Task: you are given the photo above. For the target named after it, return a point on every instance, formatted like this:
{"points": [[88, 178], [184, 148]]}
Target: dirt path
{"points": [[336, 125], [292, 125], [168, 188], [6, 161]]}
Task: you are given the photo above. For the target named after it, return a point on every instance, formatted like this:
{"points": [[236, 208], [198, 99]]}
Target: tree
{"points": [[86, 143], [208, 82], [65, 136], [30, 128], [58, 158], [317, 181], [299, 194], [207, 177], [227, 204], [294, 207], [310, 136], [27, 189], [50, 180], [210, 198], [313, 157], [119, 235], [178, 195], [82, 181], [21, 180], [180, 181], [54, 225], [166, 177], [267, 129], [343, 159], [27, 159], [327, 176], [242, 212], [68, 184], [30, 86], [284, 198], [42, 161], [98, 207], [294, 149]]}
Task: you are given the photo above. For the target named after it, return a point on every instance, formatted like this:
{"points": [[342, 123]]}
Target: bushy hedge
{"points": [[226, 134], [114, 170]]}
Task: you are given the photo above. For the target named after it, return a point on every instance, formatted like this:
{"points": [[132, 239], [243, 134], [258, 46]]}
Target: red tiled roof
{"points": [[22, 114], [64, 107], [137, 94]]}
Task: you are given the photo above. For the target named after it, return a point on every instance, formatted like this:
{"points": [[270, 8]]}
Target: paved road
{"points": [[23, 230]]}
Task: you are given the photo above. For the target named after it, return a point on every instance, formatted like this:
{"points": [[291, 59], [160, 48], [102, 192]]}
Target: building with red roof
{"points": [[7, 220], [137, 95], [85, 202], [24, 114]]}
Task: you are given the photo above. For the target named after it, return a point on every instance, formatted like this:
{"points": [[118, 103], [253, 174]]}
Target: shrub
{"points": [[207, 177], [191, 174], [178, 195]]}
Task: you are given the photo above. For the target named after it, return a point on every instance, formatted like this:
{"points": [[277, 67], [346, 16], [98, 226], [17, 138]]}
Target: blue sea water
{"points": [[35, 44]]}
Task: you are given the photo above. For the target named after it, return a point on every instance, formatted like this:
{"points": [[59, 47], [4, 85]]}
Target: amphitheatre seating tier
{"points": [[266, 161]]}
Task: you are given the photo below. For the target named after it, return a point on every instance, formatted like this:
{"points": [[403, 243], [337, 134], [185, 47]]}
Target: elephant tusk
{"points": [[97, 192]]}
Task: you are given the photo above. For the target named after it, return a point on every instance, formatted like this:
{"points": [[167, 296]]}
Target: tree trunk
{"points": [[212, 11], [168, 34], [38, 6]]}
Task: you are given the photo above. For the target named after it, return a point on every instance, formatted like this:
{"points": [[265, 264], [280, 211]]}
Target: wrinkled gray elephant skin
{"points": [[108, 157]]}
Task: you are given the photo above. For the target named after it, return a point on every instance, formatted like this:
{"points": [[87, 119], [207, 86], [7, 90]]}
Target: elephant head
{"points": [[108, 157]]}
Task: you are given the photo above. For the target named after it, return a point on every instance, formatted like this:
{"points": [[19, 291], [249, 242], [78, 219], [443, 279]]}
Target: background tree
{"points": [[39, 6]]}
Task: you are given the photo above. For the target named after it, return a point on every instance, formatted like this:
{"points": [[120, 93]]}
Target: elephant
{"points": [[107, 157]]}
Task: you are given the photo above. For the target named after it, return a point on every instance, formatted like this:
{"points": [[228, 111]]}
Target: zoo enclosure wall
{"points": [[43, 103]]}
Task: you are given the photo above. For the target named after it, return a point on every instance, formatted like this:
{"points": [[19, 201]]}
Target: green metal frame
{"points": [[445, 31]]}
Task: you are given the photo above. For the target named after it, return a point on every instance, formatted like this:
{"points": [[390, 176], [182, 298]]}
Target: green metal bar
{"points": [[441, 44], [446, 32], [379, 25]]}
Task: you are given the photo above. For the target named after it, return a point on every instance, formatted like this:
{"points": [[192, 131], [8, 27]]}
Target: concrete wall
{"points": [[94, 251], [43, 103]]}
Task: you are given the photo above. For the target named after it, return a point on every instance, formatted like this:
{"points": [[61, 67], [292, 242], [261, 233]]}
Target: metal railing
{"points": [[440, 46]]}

* * * * * * *

TASK DETAILS:
Copy the records above. Keep every word as it is.

ANSWER BOX:
Task: you are given the photo above. For the target named after it, return a point on every instance, formatted like this:
{"points": [[88, 178], [184, 148]]}
Target: dirt path
{"points": [[336, 125], [292, 125], [168, 188], [6, 161]]}
Task: you are given the photo above. For the target named after it, return a point on every instance, formatted like this:
{"points": [[236, 208], [198, 99]]}
Target: tree
{"points": [[86, 143], [208, 82], [65, 136], [30, 128], [58, 158], [317, 181], [299, 194], [207, 177], [227, 204], [294, 207], [310, 136], [27, 189], [50, 180], [210, 198], [313, 157], [119, 235], [178, 195], [82, 181], [21, 180], [180, 181], [54, 225], [166, 177], [267, 129], [343, 159], [27, 159], [327, 176], [242, 212], [68, 184], [30, 86], [284, 198], [42, 161], [98, 207], [294, 149]]}
Task: you are given the photo above. For the target named after it, return a point on every instance, formatted like this:
{"points": [[342, 123]]}
Target: bushy hedge
{"points": [[226, 134], [114, 170]]}
Task: you are given the photo above. For the target named after it, return a point on every instance, formatted like this:
{"points": [[132, 239], [243, 134], [258, 46]]}
Target: red tiled roof
{"points": [[22, 114], [64, 107], [137, 94]]}
Task: you are given the photo above. For the target named after it, return a point on every instance, formatted like this:
{"points": [[270, 8]]}
Target: paved road
{"points": [[23, 230]]}
Task: you are given the photo above. For the target named after it, return a point on every instance, formatted like this:
{"points": [[291, 59], [160, 48], [102, 192]]}
Target: building with red roof
{"points": [[7, 220], [137, 95], [85, 202], [24, 114]]}
Task: you are given the photo above. For the target named after it, return a point on every instance, formatted like this:
{"points": [[118, 103], [253, 174]]}
Target: shrub
{"points": [[207, 177], [191, 174], [178, 195]]}
Task: you are given the photo above. For the target named after it, return a point on every instance, formatted like this:
{"points": [[277, 67], [346, 16], [98, 226], [17, 138]]}
Target: blue sea water
{"points": [[35, 44]]}
Task: you are given the photo above. For the target named after it, return a point on every instance, formatted like this:
{"points": [[59, 47], [4, 85]]}
Target: amphitheatre seating tier
{"points": [[266, 161]]}
Task: you are given the photo below. For the target named after it, return a point on every instance, formatted like this:
{"points": [[403, 243], [337, 134], [185, 47]]}
Target: elephant tusk
{"points": [[97, 192]]}
Task: you are given the photo above. For the target named after it, return a point on every instance, formatted like this:
{"points": [[167, 296]]}
Target: tree trunk
{"points": [[212, 11], [168, 34], [38, 6]]}
Task: you are given the photo above. For the target named after it, return a point on every instance, formatted like this:
{"points": [[265, 264], [280, 211]]}
Target: wrinkled gray elephant skin
{"points": [[108, 157]]}
Task: you are given the photo above. For the target named after it, return a point on every instance, formatted like this:
{"points": [[87, 119], [207, 86], [7, 90]]}
Target: elephant head
{"points": [[108, 157]]}
Task: you are given the photo above. For the target named after it, return a point on every instance, formatted like this:
{"points": [[19, 291], [249, 242], [78, 219], [443, 279]]}
Target: background tree
{"points": [[39, 6]]}
Task: you are given the photo above. For the target named after it, return a point on every instance, formatted like this:
{"points": [[120, 93]]}
Target: elephant
{"points": [[107, 157]]}
Task: you are given the photo above. For the target named after it, return a point on every instance, formatted like this:
{"points": [[228, 111]]}
Target: zoo enclosure wall
{"points": [[43, 103]]}
Task: you are given the photo above. For the target named after it, return a point on every instance, formatted like this:
{"points": [[19, 201]]}
Target: green metal frame
{"points": [[445, 31]]}
Task: you are given the photo above. For the target named after it, return a point on every instance, formatted like this:
{"points": [[390, 176], [182, 298]]}
Target: green metal bar
{"points": [[441, 44], [446, 32], [379, 25]]}
Task: you are given the photo above. For the target named after it, return a point on every instance, formatted like this:
{"points": [[192, 131], [8, 27]]}
Target: concrete wall
{"points": [[94, 251], [43, 103]]}
Task: you are given the photo above. For the target named after it, return a point on every instance, formatted like this:
{"points": [[61, 67], [292, 242], [261, 233]]}
Target: metal railing
{"points": [[440, 46]]}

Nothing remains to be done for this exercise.